**PROBLEM TO WORK ON**
Count the lines below that contain the string "negative", treating uppercase and lowercase as different, and give only the number.

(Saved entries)
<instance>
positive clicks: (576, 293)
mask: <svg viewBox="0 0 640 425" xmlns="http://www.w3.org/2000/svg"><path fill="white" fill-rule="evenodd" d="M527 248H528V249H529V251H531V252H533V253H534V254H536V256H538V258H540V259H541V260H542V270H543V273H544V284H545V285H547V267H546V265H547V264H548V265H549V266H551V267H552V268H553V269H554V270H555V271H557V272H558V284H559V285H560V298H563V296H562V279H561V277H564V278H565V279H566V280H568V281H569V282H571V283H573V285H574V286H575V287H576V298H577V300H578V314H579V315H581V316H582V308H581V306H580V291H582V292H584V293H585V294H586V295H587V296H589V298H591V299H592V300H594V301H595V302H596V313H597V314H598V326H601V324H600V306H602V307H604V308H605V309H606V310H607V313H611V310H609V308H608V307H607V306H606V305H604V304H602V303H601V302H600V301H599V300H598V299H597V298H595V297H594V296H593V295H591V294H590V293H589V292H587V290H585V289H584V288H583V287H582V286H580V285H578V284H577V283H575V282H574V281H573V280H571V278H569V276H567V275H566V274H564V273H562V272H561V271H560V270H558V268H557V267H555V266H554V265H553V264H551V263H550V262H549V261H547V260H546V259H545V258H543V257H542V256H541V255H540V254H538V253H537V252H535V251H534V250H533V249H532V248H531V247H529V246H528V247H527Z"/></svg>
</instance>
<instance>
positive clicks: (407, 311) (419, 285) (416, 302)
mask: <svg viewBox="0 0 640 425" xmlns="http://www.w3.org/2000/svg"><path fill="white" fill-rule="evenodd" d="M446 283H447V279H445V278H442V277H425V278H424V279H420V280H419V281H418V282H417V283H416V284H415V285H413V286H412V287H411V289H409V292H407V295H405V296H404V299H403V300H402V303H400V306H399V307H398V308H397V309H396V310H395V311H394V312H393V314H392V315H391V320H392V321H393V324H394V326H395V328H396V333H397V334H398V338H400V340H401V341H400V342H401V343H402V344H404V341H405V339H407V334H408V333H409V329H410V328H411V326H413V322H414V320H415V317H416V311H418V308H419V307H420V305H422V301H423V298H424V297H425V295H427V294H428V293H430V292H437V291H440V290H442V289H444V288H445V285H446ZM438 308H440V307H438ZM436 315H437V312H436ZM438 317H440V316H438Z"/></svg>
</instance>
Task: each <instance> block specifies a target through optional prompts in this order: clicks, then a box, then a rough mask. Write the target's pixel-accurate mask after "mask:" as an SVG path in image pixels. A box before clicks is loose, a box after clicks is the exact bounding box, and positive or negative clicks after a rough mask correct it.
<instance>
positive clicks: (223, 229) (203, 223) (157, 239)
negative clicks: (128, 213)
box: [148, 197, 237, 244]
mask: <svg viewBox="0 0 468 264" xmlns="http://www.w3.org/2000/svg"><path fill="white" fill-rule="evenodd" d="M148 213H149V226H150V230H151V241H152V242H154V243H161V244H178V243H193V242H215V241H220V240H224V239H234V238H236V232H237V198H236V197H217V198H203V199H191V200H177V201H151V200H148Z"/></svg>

**RESPONSE**
2